> Problems to work on
1. In the article on the Maraval chestnut below, rewrite the paragraph that begins "Maraval are not very demanding" as a short bulleted list that keeps its main facts.
2. Using the article on the Maraval chestnut below, say whether each statement agrees with it: (a) The variety was bred in 1986. (b) The nut keeps poorly. (c) The tree's pollen is highly fertile. Answer yes or no for each and quote the words that decide it.
3. List every region of France that the article on the Maraval chestnut below names as a place where Maraval grows.

** Opening Excerpt block **

= Maraval (chestnut) =

Hybrid chestnut

Maraval is a named natural chestnut hybrid (synonym CA 74), a cross between a European chestnut (Castanea sativa) and a Japanese chestnut (Castanea crenata). INRA bred this variety in 1986 in France Lalevade-d'Ardèche. Maraval produces a big mahogany colored nut from triangular to elliptical triangular shape. The nut keeps well. Nut peeling is mediocre but good in boiling water. Nuts can be used fresh as well as for processing.

Maraval are not very demanding to the quality of the soil and produce nuts in 4 to 5 years. Maraval grow at 250-300 m of altitude in the warm regions of France such as Gironde, Dordogne, Pyrenees-Atlantiques, Midi-Pyrenees. The tree is considered partially pollinating since its pollen is not very fertile.

** Closing Excerpt block **
** Opening Supplied data block **

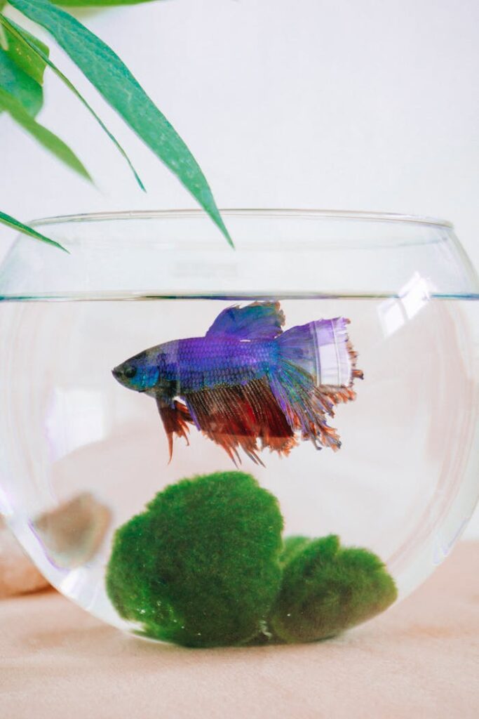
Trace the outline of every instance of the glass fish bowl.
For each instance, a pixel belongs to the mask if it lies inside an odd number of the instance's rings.
[[[447,222],[82,215],[0,267],[0,511],[65,596],[190,647],[405,597],[479,491],[478,279]]]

** Closing Supplied data block **

> Solutions for each task
1.
- Maraval is not very demanding about soil quality.
- It produces nuts in 4 to 5 years.
- It grows at 250-300 m of altitude in warm regions of France: Gironde, Dordogne, Pyrenees-Atlantiques, and Midi-Pyrenees.
- The tree is considered partially pollinating because its pollen is not very fertile.

2.
(a) Yes: "INRA bred this variety in 1986 in France Lalevade-d'Ardèche."
(b) No: "The nut keeps well."
(c) No: "its pollen is not very fertile."

3.
- Gironde
- Dordogne
- Pyrenees-Atlantiques
- Midi-Pyrenees